Exercise details: Please present, as a numbered list with blank lines omitted, the lines of the records below from the line containing "For the benchmark, mark every instance of the ring" up to and including the line containing "Target: gold ring".
___ Records supplied ___
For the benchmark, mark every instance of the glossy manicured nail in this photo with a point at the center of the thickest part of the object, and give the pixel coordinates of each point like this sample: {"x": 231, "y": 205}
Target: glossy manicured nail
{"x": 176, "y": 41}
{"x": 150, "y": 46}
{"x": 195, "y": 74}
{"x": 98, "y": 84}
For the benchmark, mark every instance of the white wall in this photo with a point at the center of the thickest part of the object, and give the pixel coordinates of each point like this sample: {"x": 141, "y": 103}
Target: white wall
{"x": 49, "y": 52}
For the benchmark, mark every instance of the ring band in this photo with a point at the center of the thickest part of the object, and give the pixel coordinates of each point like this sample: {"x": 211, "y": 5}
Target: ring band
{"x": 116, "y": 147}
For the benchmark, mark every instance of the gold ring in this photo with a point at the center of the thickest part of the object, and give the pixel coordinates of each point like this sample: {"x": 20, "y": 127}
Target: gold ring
___
___ Records supplied ___
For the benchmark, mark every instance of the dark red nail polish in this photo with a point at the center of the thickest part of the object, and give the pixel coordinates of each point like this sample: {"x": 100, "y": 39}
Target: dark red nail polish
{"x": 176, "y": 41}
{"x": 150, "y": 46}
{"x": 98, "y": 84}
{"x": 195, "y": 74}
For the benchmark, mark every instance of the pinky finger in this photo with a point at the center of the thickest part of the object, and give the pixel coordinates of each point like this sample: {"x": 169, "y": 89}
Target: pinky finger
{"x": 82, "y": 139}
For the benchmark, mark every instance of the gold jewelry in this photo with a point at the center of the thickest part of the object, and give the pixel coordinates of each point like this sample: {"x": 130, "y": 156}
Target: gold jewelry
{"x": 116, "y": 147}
___
Task solution:
1. For the benchmark, mark every instance of the ring band in this photo with a point at the center of the thickest part of the object, and give the pixel coordinates of each point like this sample: {"x": 211, "y": 5}
2. Target: ring band
3. {"x": 116, "y": 147}
4. For the benchmark, mark every instance of the gold ring in this photo with a point at the center of the thickest part of the object, and give the pixel coordinates of each point like this sample: {"x": 20, "y": 127}
5. Target: gold ring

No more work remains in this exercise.